■ Short task
Reproduce the listing below word for word, from the first line to the last.

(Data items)
● ● ● ● ● ● ●

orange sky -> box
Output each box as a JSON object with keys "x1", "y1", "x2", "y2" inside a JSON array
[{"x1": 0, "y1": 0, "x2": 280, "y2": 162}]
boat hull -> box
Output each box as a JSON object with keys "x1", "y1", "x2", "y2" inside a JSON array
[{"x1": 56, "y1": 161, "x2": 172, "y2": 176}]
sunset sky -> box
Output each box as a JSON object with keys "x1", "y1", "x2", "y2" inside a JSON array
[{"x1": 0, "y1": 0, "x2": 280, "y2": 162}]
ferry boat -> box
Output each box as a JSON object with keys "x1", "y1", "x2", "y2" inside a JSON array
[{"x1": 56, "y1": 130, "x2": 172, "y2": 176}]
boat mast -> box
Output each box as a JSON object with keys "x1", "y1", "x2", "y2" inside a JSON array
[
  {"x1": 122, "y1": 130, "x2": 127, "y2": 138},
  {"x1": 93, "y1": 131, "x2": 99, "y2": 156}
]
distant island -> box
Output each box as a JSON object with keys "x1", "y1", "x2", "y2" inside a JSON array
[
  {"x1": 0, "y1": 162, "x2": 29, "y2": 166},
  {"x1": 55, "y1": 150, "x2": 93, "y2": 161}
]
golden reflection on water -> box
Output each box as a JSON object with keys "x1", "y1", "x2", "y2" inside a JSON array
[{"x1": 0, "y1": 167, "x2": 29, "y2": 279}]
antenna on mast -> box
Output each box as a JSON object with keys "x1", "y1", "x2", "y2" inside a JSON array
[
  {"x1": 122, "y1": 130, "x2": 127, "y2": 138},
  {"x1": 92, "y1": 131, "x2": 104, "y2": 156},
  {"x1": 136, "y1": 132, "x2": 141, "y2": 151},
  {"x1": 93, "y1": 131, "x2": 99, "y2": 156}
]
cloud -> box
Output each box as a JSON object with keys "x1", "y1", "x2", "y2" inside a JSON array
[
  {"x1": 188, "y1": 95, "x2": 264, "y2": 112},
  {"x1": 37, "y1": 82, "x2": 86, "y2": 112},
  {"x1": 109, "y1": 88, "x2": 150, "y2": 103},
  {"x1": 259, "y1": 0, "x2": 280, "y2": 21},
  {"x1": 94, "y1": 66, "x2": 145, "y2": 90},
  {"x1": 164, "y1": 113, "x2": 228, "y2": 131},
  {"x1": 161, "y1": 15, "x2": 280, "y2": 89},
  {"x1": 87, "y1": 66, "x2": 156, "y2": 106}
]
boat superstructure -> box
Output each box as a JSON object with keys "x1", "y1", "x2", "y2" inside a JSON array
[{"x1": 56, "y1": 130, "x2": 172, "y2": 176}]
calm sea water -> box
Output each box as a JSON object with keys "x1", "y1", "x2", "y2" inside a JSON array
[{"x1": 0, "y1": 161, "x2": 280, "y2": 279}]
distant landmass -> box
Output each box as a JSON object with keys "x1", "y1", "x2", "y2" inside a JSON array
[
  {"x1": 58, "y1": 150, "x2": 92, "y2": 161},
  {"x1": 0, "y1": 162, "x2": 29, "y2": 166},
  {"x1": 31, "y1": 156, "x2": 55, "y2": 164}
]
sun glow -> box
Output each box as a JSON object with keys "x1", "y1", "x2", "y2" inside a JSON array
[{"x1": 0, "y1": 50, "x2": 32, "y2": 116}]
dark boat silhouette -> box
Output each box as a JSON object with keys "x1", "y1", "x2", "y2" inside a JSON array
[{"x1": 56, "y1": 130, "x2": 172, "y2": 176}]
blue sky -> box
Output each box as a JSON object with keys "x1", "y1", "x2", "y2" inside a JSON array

● ● ● ● ● ● ●

■ Exercise solution
orange sky -> box
Output each box as a JSON object with keys "x1", "y1", "x2", "y2" inside a JSON array
[{"x1": 0, "y1": 0, "x2": 280, "y2": 162}]
boat hull -> box
Output each box as a JSON object with keys "x1", "y1", "x2", "y2" inside a JSON array
[{"x1": 56, "y1": 161, "x2": 172, "y2": 176}]
sunset sky -> box
Output each box as a JSON object with keys "x1", "y1", "x2", "y2" inside a JSON array
[{"x1": 0, "y1": 0, "x2": 280, "y2": 162}]
ferry boat -> box
Output each box as a JSON object with keys "x1", "y1", "x2", "y2" inside a JSON array
[{"x1": 56, "y1": 130, "x2": 172, "y2": 176}]
boat mast -> box
Output each box as a JSON object with keys "x1", "y1", "x2", "y2" inside a JSON array
[
  {"x1": 122, "y1": 130, "x2": 127, "y2": 138},
  {"x1": 93, "y1": 131, "x2": 99, "y2": 156}
]
distant island -> box
Output each box as a JSON object with keys "x1", "y1", "x2", "y2" inside a JSON array
[
  {"x1": 0, "y1": 162, "x2": 29, "y2": 166},
  {"x1": 55, "y1": 150, "x2": 93, "y2": 161}
]
golden reflection on water -> box
Output each box as a JSON object with keys "x1", "y1", "x2", "y2" inside a JSON array
[{"x1": 0, "y1": 167, "x2": 29, "y2": 279}]
antenna on mast -> box
Output each box as a JSON object with keys "x1", "y1", "x2", "y2" inside a JSON array
[
  {"x1": 122, "y1": 130, "x2": 127, "y2": 138},
  {"x1": 92, "y1": 131, "x2": 104, "y2": 156},
  {"x1": 136, "y1": 132, "x2": 141, "y2": 151},
  {"x1": 93, "y1": 131, "x2": 99, "y2": 156}
]
cloud -> box
Output each box as a JSON object with keys "x1", "y1", "x2", "y2" inside a JSON array
[
  {"x1": 188, "y1": 95, "x2": 264, "y2": 112},
  {"x1": 37, "y1": 82, "x2": 86, "y2": 112},
  {"x1": 109, "y1": 88, "x2": 150, "y2": 103},
  {"x1": 259, "y1": 0, "x2": 280, "y2": 21},
  {"x1": 94, "y1": 66, "x2": 145, "y2": 90},
  {"x1": 164, "y1": 113, "x2": 228, "y2": 131},
  {"x1": 161, "y1": 15, "x2": 280, "y2": 89},
  {"x1": 87, "y1": 66, "x2": 156, "y2": 106}
]
boat superstructure -> box
Output each box as a JSON object with keys "x1", "y1", "x2", "y2" inside a JSON array
[{"x1": 56, "y1": 130, "x2": 172, "y2": 176}]
calm sea water -> box
Output each box as a JSON object with keys "x1", "y1", "x2", "y2" inside a JSON array
[{"x1": 0, "y1": 161, "x2": 280, "y2": 279}]
distant landmass -> box
Output each box as a JSON object with keys "x1", "y1", "x2", "y2" inside a JSON array
[
  {"x1": 58, "y1": 150, "x2": 92, "y2": 161},
  {"x1": 0, "y1": 162, "x2": 29, "y2": 166},
  {"x1": 31, "y1": 156, "x2": 55, "y2": 164}
]
sun glow -> box
Output each box as a JSON object with keys "x1", "y1", "x2", "y2" inside a JSON array
[{"x1": 0, "y1": 50, "x2": 32, "y2": 116}]
dark boat silhouette -> box
Output each box as a JSON object with keys "x1", "y1", "x2", "y2" inside a JSON array
[{"x1": 56, "y1": 130, "x2": 172, "y2": 176}]
blue sky -> box
Output each box as a JSON object with keys "x1", "y1", "x2", "y2" inside a JSON array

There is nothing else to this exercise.